Work item A: According to the passage about the Root Mother and the glass-eyed husband, what are the bloody chambers? List each thing they are said to be.
Work item B: Carry on the passage about the Root Mother and the glass-eyed husband, picking up after its last sentence.

Document segment:
Eventually, her husband comes home and discovers her disobedience, and proceeds to drag her down to the chambers by the hair, making it clear it is her turn to die. But she’s able to trick him into buying more time. She goes to her bed-chambers and starts praying and crying out for her brothers. Her brothers appear on the horizon in a cloud of dust as they gallop to their sister’s rescue. Just as her glass-eyed husband screams that she’s out of time, and begins to ascend the spiraling steps to her bed chambers, her brothers come barreling in and proceed to slaughter the glass-eyed murderer, and in the process his glass-eye is dislodged from his skull socket and shatters on the stone floor of the castle into a million pieces.
This ancient, powerful folktale, carries the very essence of The Root Mother’s story, and therefore the story and journey of all women, her daughters, and with that the inevitable male journey, also from capture, a dance with the predator, and finally the journey back to the Soul and its Creator.
The Root Mother’s message and lessons at their most fundamental, start with: The reality of an ancient, intra-psychic predator makes it so the innocent and the holy will very early on experience capture and defilement. The bloody chambers are our collective, ancestral, as well as inevitably personal, wounds, secrets and traumatic undercurrents. The very act of the inter-psychic “marrying” of the Glass-Eyed Gentleman is, in this world, most times completely unavoidable. Since the The Root Mother, our First Mother was unable to avoid being tricked, and instead, as her ancient stories inform us, was forced, through her own naivete and in the end, choice, to take a bloody route in a captured dance with the predator on her way back to divinity and freedom; such is the reality of our human journey. The fact that the The Root Mother could be tricked; if such purity, of which our very beginnings and essence derive from, could fall victim to such a force, that isn’t Creator, yet seems to be able to wield some unseen power nonetheless; this informs us that absolutely anyone, through our free will, can knowingly or unknowingly choose this path. In other words, no one is special, we are one river, made up of divinely unique individuals, on our way back to True Love, The Original Heart, or in Korean we say “Shim Jeong,” together.

Recorded information:

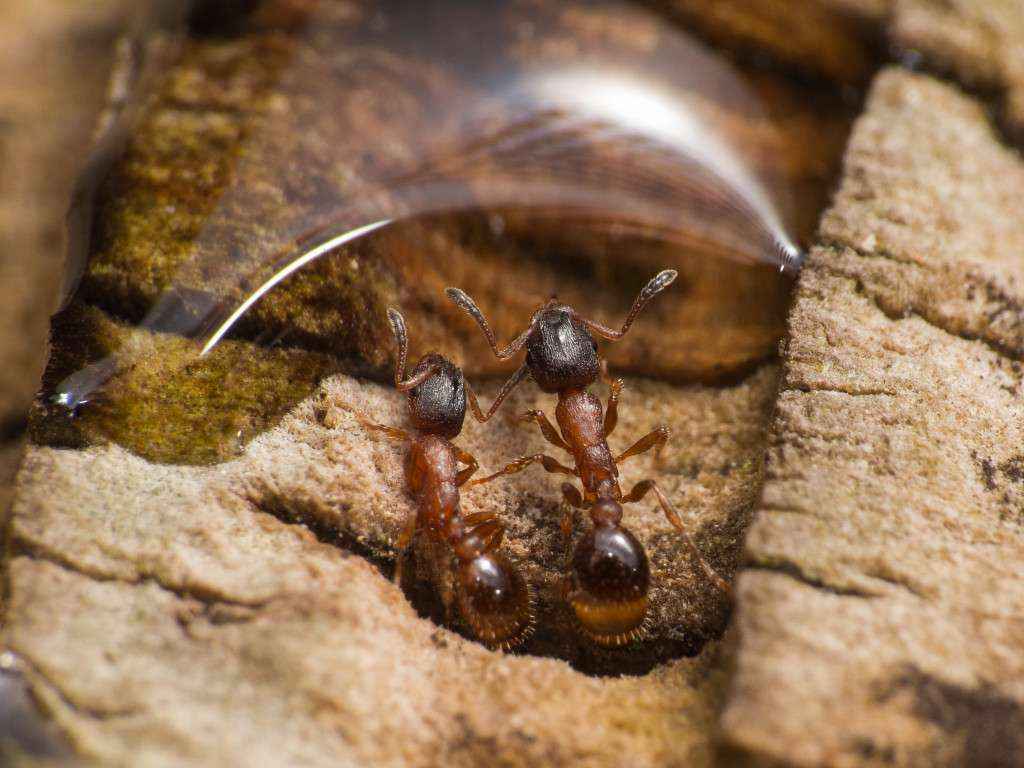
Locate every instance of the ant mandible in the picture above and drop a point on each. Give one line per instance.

Response A:
- Wounds
- Secrets
- Traumatic undercurrents

Response B:
This deeply grooved pattern and path, has become both the poison and the cure. Like untangling a deeply tangled knot or removing a bullet from the wound; whether as a result of necessary or unnecessary pain and/or violence, the only path to healing is back through the same pathway or wound entry that created the emotional, spiritual and/or physical hemorrhaging in the first place.
Most of our lives tend to be a cyclical process, that if we strive to, of becoming more and more adept at re-entering wounds; personal ones, collective and ancestral ones. Walking with the Root Mother who knows this journey inside-out, back-to-front, above and below, is a journey encoded in our bones. Our only true chance of healing is if we awaken to it; that we dare to disobey the predator’s orders to essentially not awaken to reality and instead be compliant and remain un-initiated. We can potentially develop a skill set more precious than diamonds that can eventually spot right away, that the Glass-Eyed Gentleman’s glass eye is not a result of being a valiant soldier; but that when a glass eye has more humanity than his a real one, we recognize him for who he is, not who he skillfully pretends to be. In this way we not only free ourselves over and over from this existential pattern, but we pave the way for the many generations to come, and also free our ancestors and the past from perpetuating unresolved pain.
Our time is now, at any age, at any stage of life. It’s never too late to choose consciousness and awaken.